#### Objectif
Traduisez en anglais cette phrase de l’entretien sur le PCF : « Je ne sais pas si ça arrangeait le Figaro mais une chose est sûre c’est que ça devait gêner L’Humanité puisque L’humanité ne m’a rien demandé. »

*** Texte de lecture ***

Votre dernière déclaration a été largement reprise par les média (notamment Le Figaro, particulièrement emblématique de la droite au pouvoir). Ne craignez-vous pas que cela apporte de l’eau au moulin de ceux qui vous accusent d’attaquer le PCF alors qu’il est déjà en grande difficulté ?

A.G. : J’ai fait une déclaration qui s’appelle « Le PC a besoin d’une thérapie de choc » et le seul quotidien qui m’a contacté pour une interview, c’est Le Figaro. Voilà l’explication. Cela ça peut paraître provocateur mais, à la limite, j’ai envie de dire : pourquoi pas ?

On peut aussi penser que ça arrangeait le Figaro…

A.G. : Je ne sais pas si ça arrangeait le Figaro mais une chose est sûre c’est que ça devait gêner L’Humanité puisque L’humanité ne m’a rien demandé.

Après les dernières élections, vous avez accusé la direction du PCF d’être « prête à tout pour avoir des élus ». N’avez-vous pas l’impression que ce sont souvent les élus qui (comme à Marseille) ont mis la direction et les militants devant le fait accompli ? Plus largement, comment envisagez-vous la place des élus communistes par rapport au parti ?

*** Lignes de données ***

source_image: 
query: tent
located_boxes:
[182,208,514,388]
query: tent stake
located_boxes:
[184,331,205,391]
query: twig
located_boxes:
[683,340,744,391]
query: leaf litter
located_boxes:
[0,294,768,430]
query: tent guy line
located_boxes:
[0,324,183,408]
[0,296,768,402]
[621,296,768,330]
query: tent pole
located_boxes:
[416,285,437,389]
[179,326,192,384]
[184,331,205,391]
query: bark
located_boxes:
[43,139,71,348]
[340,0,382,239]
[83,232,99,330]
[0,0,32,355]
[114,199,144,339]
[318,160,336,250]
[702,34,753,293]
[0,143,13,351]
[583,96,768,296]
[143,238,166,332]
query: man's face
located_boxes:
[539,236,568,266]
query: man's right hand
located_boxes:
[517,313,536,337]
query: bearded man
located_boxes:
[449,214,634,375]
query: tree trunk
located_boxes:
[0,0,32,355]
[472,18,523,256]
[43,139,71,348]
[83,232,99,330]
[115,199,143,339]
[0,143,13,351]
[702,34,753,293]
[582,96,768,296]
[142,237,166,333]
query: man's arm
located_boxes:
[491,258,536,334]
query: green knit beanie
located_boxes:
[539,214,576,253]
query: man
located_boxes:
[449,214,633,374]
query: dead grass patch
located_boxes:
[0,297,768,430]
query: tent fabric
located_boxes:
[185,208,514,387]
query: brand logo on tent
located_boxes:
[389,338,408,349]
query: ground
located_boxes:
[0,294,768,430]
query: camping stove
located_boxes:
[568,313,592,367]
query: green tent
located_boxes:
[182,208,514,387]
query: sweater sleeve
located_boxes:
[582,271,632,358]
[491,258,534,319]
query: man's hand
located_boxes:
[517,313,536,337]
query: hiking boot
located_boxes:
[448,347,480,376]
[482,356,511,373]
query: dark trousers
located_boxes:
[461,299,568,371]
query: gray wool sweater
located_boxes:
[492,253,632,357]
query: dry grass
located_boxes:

***

#### Réponse finale
I don't know whether it suited Le Figaro, but one thing is certain: it must have bothered L'Humanité, since L'Humanité didn't ask me anything.